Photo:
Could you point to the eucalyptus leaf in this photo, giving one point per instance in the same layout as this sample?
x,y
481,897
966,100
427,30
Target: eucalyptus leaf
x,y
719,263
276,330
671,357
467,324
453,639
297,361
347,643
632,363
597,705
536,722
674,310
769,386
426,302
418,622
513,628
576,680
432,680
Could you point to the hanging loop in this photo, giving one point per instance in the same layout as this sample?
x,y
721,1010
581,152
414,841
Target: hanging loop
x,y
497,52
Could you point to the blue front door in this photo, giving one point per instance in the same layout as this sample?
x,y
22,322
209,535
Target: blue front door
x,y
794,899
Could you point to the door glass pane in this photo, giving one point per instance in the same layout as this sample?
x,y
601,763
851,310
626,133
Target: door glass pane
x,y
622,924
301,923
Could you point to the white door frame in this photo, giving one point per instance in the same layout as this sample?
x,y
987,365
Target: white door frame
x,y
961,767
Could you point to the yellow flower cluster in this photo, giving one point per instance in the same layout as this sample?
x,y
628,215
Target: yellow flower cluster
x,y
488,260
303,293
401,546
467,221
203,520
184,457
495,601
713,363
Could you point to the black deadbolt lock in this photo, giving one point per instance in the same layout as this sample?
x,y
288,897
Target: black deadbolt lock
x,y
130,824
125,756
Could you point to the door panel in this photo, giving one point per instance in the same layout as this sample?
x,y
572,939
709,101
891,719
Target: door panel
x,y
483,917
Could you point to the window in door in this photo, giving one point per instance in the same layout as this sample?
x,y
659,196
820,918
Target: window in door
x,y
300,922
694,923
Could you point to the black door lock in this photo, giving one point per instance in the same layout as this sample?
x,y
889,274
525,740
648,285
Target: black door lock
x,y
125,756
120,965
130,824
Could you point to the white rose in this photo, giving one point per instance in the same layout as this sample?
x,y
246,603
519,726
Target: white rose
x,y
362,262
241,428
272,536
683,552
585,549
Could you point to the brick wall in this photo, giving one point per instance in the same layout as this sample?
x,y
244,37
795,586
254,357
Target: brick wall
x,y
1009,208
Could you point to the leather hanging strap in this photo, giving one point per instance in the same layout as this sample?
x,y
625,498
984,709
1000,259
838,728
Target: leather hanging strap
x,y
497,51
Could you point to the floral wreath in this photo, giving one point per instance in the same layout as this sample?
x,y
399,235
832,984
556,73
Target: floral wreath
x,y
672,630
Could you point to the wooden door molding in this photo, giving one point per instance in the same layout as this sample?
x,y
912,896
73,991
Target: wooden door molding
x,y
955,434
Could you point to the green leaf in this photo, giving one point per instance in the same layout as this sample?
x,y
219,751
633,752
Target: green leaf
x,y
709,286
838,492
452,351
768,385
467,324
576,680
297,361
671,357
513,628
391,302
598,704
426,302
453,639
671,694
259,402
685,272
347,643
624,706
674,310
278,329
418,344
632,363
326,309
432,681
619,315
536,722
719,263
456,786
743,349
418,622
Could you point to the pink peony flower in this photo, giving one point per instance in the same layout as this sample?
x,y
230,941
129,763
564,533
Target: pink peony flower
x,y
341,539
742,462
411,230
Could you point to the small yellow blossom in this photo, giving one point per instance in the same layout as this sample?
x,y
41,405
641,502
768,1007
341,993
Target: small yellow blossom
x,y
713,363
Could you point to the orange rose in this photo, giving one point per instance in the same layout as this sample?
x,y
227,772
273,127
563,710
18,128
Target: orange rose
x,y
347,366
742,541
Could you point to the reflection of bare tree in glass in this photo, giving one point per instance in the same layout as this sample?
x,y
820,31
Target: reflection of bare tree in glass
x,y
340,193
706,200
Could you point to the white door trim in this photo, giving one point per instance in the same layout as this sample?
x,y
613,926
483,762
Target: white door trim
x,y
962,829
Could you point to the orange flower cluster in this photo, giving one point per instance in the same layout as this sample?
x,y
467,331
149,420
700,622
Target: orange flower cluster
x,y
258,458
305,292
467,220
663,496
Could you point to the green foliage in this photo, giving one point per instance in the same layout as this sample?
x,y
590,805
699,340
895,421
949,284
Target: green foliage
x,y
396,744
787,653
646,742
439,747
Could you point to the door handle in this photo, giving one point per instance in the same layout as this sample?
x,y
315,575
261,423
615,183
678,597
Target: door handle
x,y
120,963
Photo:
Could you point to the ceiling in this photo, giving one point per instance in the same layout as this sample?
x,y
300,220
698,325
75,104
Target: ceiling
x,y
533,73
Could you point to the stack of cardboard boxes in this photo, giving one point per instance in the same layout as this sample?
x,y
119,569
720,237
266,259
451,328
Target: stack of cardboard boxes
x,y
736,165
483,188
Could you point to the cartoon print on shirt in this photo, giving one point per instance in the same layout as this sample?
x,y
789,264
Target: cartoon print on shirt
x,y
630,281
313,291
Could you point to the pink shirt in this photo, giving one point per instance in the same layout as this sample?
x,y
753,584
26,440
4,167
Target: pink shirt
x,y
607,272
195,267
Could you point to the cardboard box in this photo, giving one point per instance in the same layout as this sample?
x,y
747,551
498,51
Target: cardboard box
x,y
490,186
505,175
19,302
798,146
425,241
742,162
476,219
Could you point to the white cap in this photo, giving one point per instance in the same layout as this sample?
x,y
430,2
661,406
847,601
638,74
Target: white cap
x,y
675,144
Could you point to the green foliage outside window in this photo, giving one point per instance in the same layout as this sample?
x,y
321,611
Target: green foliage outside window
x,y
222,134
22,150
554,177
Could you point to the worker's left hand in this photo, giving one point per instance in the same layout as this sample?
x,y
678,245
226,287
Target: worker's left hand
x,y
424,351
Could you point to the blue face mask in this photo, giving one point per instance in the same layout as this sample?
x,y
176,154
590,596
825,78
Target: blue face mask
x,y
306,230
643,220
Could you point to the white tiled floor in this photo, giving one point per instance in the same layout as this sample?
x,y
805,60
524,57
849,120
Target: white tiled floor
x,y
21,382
=-=-=
Exercise prompt – The line containing "Could you point to the stack" marks the start; retype it and each line after it through the end of the records above, exactly.

Answer to this exercise –
Could you point to the stack of cardboard boxes in this photo, giving one point per instance in the same layout as this sample?
x,y
119,569
720,237
266,259
451,328
Target: stack of cardboard boxes
x,y
736,165
483,188
Could you point to the cartoon print on shirt in this photo, giving one point per instance in the same layout as this sample?
x,y
789,264
Target: cartoon print on shirt
x,y
630,281
313,291
Could you point to the pink shirt in this photo, giving one point per instance in the same layout as this sample?
x,y
753,584
26,440
4,167
Target: pink shirt
x,y
607,272
195,267
Could you point to the cardboard box in this photo, giving one point per instance in the same layout as this sample?
x,y
747,551
498,51
Target: cardboard box
x,y
490,186
505,175
19,302
798,146
425,241
742,162
476,219
Could you point to the white cap in this photo, giving one point per instance in the same layout as this sample?
x,y
430,2
661,406
847,601
638,74
Target: white cap
x,y
675,144
Could you point to the green foliage outside window in this photo, giving one point per instance in the same layout as this sample?
x,y
321,611
Target: green foliage outside window
x,y
222,134
22,150
554,177
Could you point to the worker's left hand in this photo, giving one point per instance in the same layout as this sample?
x,y
678,245
226,287
Target: worker's left hand
x,y
424,351
Could you point to the blue face mask in this photo, giving one point per instance in the same layout as this sample?
x,y
176,154
590,596
825,78
Target: blue face mask
x,y
306,230
643,220
Could you point to the white tiled floor in this photo, giving one point per instance in the same layout as this sample?
x,y
805,60
524,57
849,120
Target: white tiled floor
x,y
21,382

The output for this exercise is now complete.